▶ THE TASK
Return all of the material below word for word and line for line, leaving out the pictures.

BEGIN DATA SUPPLIED

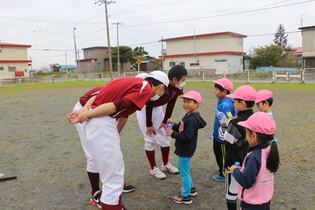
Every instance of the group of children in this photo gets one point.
(247, 158)
(254, 147)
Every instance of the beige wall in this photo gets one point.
(308, 43)
(13, 53)
(205, 45)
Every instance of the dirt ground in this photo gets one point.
(41, 148)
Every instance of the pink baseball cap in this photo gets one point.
(245, 92)
(192, 95)
(225, 83)
(260, 122)
(263, 95)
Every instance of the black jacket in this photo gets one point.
(186, 134)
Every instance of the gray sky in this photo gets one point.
(49, 24)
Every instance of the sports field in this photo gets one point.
(41, 148)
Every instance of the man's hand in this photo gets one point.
(77, 117)
(150, 131)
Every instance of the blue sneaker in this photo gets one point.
(218, 178)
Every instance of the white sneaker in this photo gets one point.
(170, 168)
(157, 173)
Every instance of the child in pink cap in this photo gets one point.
(256, 176)
(234, 137)
(264, 101)
(185, 134)
(222, 87)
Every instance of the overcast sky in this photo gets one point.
(48, 25)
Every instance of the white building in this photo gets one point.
(13, 60)
(308, 47)
(215, 52)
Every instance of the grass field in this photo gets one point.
(41, 148)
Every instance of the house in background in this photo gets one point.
(147, 66)
(96, 59)
(13, 60)
(308, 47)
(214, 52)
(62, 68)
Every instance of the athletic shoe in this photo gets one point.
(170, 168)
(128, 187)
(157, 173)
(182, 199)
(96, 199)
(193, 191)
(218, 178)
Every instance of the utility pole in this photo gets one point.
(75, 52)
(118, 59)
(302, 19)
(108, 39)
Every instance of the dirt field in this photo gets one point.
(42, 149)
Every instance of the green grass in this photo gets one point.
(258, 86)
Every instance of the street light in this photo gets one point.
(108, 39)
(118, 59)
(75, 52)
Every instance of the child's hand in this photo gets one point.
(168, 132)
(231, 169)
(170, 122)
(225, 120)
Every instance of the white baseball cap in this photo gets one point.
(160, 76)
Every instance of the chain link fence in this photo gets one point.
(248, 76)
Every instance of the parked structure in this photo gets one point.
(215, 52)
(96, 59)
(13, 60)
(308, 47)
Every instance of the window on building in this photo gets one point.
(12, 69)
(194, 64)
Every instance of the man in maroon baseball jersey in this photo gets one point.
(119, 98)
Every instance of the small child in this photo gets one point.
(226, 105)
(186, 134)
(264, 101)
(256, 176)
(234, 137)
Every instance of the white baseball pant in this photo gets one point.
(157, 119)
(104, 141)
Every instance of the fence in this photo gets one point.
(248, 76)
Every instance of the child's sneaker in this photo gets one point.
(96, 199)
(182, 199)
(128, 187)
(157, 173)
(218, 178)
(193, 191)
(169, 167)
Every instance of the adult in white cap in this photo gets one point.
(119, 98)
(152, 122)
(234, 137)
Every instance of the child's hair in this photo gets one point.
(249, 104)
(221, 88)
(273, 160)
(269, 100)
(154, 82)
(177, 71)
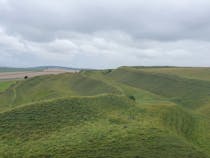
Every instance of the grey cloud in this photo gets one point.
(101, 34)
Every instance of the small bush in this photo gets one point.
(132, 97)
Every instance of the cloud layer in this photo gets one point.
(103, 34)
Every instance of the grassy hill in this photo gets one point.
(130, 112)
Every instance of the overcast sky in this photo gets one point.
(104, 33)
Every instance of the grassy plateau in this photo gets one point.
(129, 112)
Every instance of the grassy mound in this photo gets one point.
(102, 126)
(52, 86)
(187, 92)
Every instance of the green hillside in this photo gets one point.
(130, 112)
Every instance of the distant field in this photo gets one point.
(22, 74)
(129, 112)
(5, 84)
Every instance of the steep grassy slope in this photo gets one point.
(123, 113)
(187, 92)
(52, 86)
(191, 73)
(103, 126)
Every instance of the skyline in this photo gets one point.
(104, 34)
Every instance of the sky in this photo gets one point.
(104, 33)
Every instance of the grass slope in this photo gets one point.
(52, 86)
(103, 126)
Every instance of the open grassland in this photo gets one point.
(130, 112)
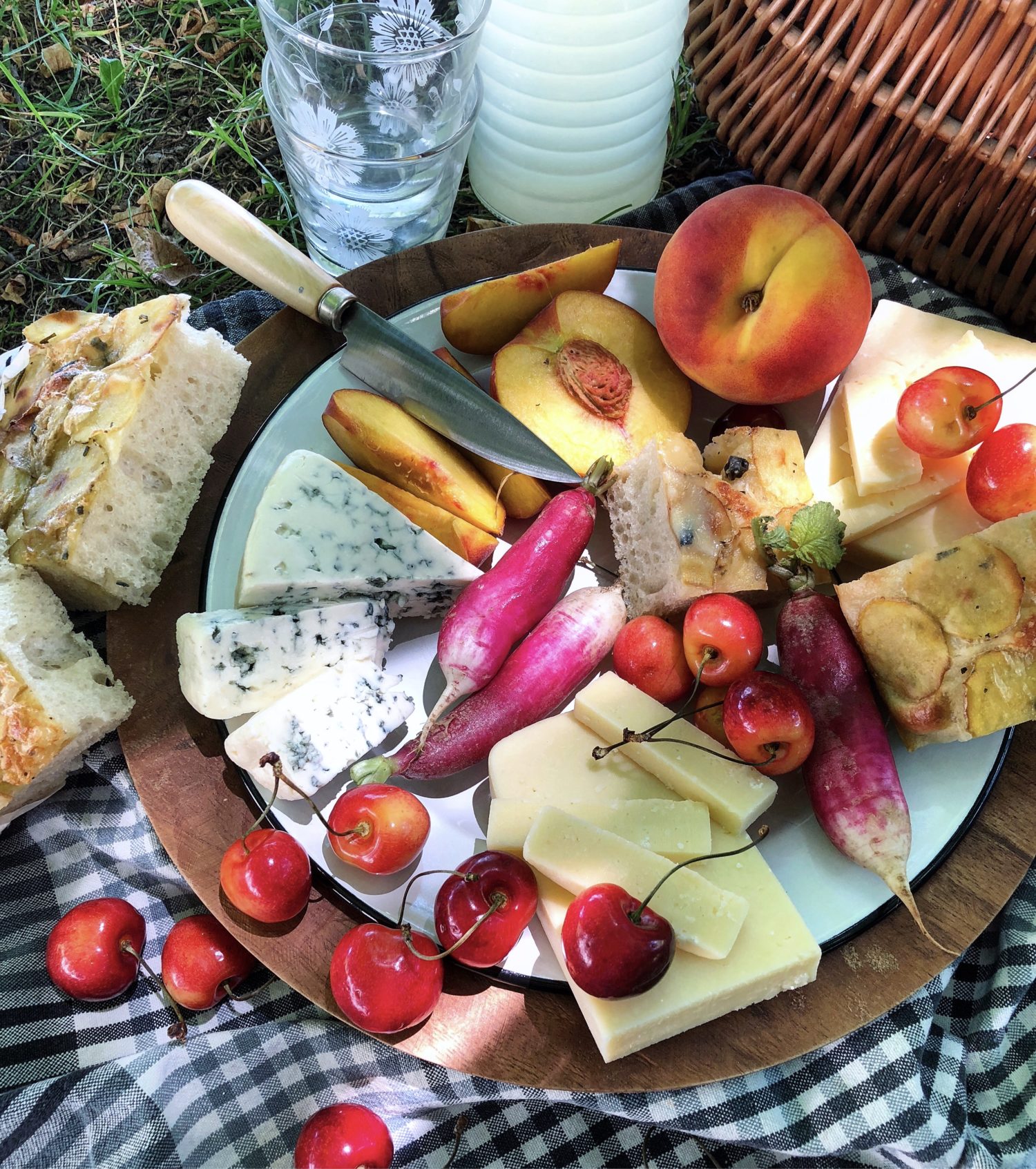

END DATA SUPPLIED

▶ EXERCISE SOLUTION
Every instance of the group of children in this photo gets one point.
(247, 158)
(254, 147)
Every instance of the beige wall in this photo gets one point.
(308, 43)
(13, 53)
(205, 45)
Every instance of the dirt ground in this photo gets one point.
(41, 148)
Every instance of the pink baseball cap in this photo gets one point.
(245, 92)
(192, 95)
(225, 83)
(260, 122)
(263, 95)
Every instance of the black jacket in this photo gets one point.
(186, 134)
Every instance of the gray sky in this photo gets one point.
(49, 24)
Every instance of the sports field in this photo gets one point.
(41, 148)
Every instance of the man's hand in this photo gets one point.
(77, 117)
(150, 131)
Every instance of the blue sneaker in this photo gets one point.
(218, 178)
Every instance of the white sneaker in this photo gets one point.
(170, 168)
(157, 173)
Every instance of the child in pink cap in this photo gets one point.
(256, 176)
(234, 137)
(264, 101)
(185, 134)
(222, 87)
Every instance of the overcast sky in this photo gets one point.
(48, 25)
Every instance of the white building in this photo gets one point.
(13, 60)
(308, 47)
(215, 52)
Every instance of the grass field in this photo gets one point.
(41, 148)
Every instance of the house in background in this photo gets one point.
(147, 66)
(96, 59)
(13, 60)
(308, 47)
(214, 52)
(62, 68)
Every instance of the athletic shoe in this photo gets one point.
(170, 168)
(128, 187)
(157, 173)
(182, 199)
(96, 199)
(193, 191)
(218, 178)
Every instance of the utility pole in this photo gets one point.
(75, 52)
(118, 59)
(302, 19)
(108, 39)
Every instance of the dirt field in this photo gets one point.
(42, 149)
Every instance of the green grass in this photo gets one point.
(258, 86)
Every instance of the street light in this photo gets one point.
(108, 39)
(118, 59)
(75, 52)
Every instance of the child's hand in this photo gets one point.
(168, 132)
(231, 169)
(170, 122)
(225, 120)
Every instance of the white baseball cap in this photo gets one point.
(160, 76)
Every instance of the chain link fence in this photo gets one point.
(248, 76)
Every instance of the parked structure in this photo gets one point.
(215, 52)
(96, 59)
(13, 60)
(308, 47)
Every instance of the window on building in this photo gets one point.
(12, 69)
(194, 64)
Every instance of the man in maroon baseball jersey in this photo gets one point.
(119, 98)
Every instance of the small child in this photo gets one point.
(226, 105)
(186, 134)
(264, 101)
(256, 176)
(234, 137)
Every instance of the white baseball pant in this photo gets one point.
(157, 119)
(104, 141)
Every instance of the fence in this photo gets one point.
(248, 76)
Every instance of the child's sneaker in this photo gets one point.
(96, 199)
(182, 199)
(128, 187)
(157, 173)
(218, 178)
(193, 191)
(169, 167)
Every instance of the adult in white cap in this photo gets one point.
(119, 98)
(152, 122)
(234, 137)
Every instance of the child's hair in this photo gets one point.
(249, 104)
(221, 88)
(273, 160)
(269, 100)
(154, 82)
(177, 71)
Every instance of the grey cloud in this photo gets one point.
(101, 34)
Every instance of the small bush in this photo gets one point.
(132, 97)
Every instance of the cloud layer in this photo gets one point.
(103, 34)
Every instance of the grassy hill in this photo gets one point.
(130, 112)
Every instance of the overcast sky in this photo gets one point.
(104, 33)
Every instance of the grassy plateau in this photo gets one point.
(129, 112)
Every instance of the grassy mound in this photo gets one point.
(102, 126)
(52, 86)
(187, 92)
Every instance of the green hillside in this photo gets one point.
(130, 112)
Every instance of the distant field in this photo gets one point.
(22, 74)
(129, 112)
(5, 84)
Every instance of the steep grassy slope in this photo gets one point.
(123, 113)
(187, 92)
(52, 86)
(191, 73)
(103, 126)
Every instance of the skyline in this photo gets one point.
(104, 34)
Every instance of the sky in this photo gets one point.
(104, 33)
Every instance of the grass slope in this photo gets one point.
(52, 86)
(103, 126)
Every instance of the open grassland in this photo gets one point.
(130, 112)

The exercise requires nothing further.